Stated exercise: Rewrite the listing below, replacing "pixel coordinates" with "image coordinates" wherever it occurs and changing nothing else. Omit the pictures from your answer.

Dataset content:

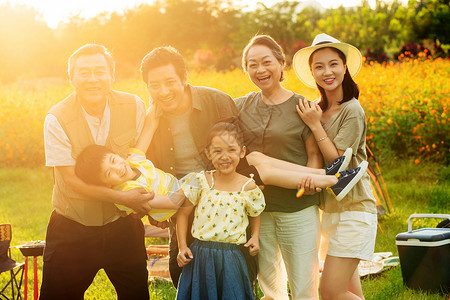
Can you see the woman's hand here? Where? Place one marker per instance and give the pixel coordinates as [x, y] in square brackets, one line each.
[310, 112]
[253, 245]
[184, 256]
[153, 116]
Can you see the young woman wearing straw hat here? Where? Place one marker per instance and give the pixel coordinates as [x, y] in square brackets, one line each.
[338, 122]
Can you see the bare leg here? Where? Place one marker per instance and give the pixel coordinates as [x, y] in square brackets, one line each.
[338, 280]
[290, 179]
[355, 285]
[256, 158]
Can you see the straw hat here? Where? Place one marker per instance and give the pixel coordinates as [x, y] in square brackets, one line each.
[301, 58]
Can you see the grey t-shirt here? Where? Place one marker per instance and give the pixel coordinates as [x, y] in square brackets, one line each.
[279, 132]
[187, 158]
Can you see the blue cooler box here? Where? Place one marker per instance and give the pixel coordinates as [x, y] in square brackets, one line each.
[425, 256]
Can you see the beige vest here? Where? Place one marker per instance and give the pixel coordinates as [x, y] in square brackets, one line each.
[122, 134]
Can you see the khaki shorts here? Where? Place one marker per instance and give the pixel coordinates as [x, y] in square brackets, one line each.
[349, 234]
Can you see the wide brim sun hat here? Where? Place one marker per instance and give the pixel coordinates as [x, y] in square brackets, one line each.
[301, 58]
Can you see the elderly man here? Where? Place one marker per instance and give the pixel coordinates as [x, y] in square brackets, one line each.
[86, 231]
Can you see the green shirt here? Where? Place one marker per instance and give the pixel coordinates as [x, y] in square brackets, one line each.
[279, 132]
[347, 129]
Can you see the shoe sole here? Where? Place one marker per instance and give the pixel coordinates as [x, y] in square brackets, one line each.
[347, 157]
[354, 181]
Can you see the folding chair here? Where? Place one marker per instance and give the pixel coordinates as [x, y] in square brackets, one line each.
[7, 264]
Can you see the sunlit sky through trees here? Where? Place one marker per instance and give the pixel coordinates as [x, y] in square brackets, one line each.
[54, 12]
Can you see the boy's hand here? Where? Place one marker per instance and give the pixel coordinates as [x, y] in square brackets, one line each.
[137, 200]
[184, 256]
[253, 245]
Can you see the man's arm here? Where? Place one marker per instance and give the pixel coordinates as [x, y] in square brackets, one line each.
[136, 199]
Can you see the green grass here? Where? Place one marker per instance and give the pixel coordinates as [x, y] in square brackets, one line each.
[424, 188]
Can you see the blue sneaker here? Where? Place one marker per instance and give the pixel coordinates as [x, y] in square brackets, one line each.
[347, 180]
[339, 164]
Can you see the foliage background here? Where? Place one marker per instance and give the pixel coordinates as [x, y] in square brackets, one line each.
[212, 33]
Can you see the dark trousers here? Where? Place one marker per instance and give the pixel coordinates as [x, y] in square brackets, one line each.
[74, 253]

Task result:
Can you see the woman's hand here? Where? Place one marker per instance and give the image coordinates as [x, y] in square brackets, one line each.
[310, 112]
[253, 245]
[184, 256]
[153, 116]
Can you see the young woman wearing straw hat here? Where? Place one marker per instance and give the image coordinates as [x, y] in square brackets, one line each.
[338, 122]
Can you see the bare leg here? Where? Place one marker per instance and give the image coordinates as [x, y] in square brackets, one line each.
[338, 280]
[290, 179]
[355, 285]
[256, 158]
Can you see the straw hat here? Where? Place one marker per instance and give the image coordinates as [x, y] in square brackets, one line each.
[301, 58]
Can you see the grey t-shirt here? Where? Place one marker per instance and give the image coordinates as [x, y] in square brackets, one line each.
[279, 132]
[187, 158]
Can you see the blue cooler box here? Where? Place one marker per instance and give the image coordinates as [x, y] in square brackets, one line each.
[425, 256]
Can you see the beige vest here? Where? Place one marker per instance and give the image coordinates as [x, y] in square brackets, one line each.
[122, 134]
Can you see the khaki shorts here? Where? Place one marker per instance and give the image coordinates as [x, y] in square brackets, one line each.
[349, 234]
Can you see the wide brim sun hat here? Where? Place one marker per instance and give the image coordinates as [x, y] in square brackets, one line each.
[301, 58]
Can you see the elderly man here? Where? Place one marker per instance and give the image coordinates as [x, y] in square brackets, one line each.
[86, 231]
Can you see the green shirt here? Where? Place one marker per instance and give the image coordinates as [x, y] in square brackets, one line each.
[279, 132]
[347, 129]
Can you see the shoe sole here? Where? Place one marker per instance and give the image coordinates as [x, y] in square brackets, one line each.
[347, 157]
[354, 181]
Can you see the folding chair here? Where? Place one marker per instance and give the image coordinates as [x, y] in square brackets, one line each.
[7, 264]
Can you see the sunlit sky through trees here? Where? Place one marker per instance and give the image coordinates as [x, y] in square brackets, one line each.
[54, 12]
Can you see the boy's hand here? Where? Place one marker per instance and give the image coordinates as [x, y] in square brackets, one line each.
[137, 200]
[184, 256]
[253, 245]
Can you see the man's arm here? Where? Place one marker per instance and give the image coordinates as [x, y] in square brackets, one line each.
[136, 199]
Can you see the green grass here? Where? Place one marker per instance and give the image coordinates as [x, y] in square brackets, one line each.
[424, 188]
Can you see the blue sneaker here? Where? Place one marker per instance and give the image coordinates as [x, y] in square brackets, one line each.
[347, 180]
[339, 164]
Can you see the foliage background here? Where? Place one marker per instance and give the image coordinates as [x, y] in square brackets, one line each.
[212, 33]
Can you see the dark trousers here? Where? Place one marker per instance and give the image coordinates as [x, y] in square brackets, one line each.
[74, 253]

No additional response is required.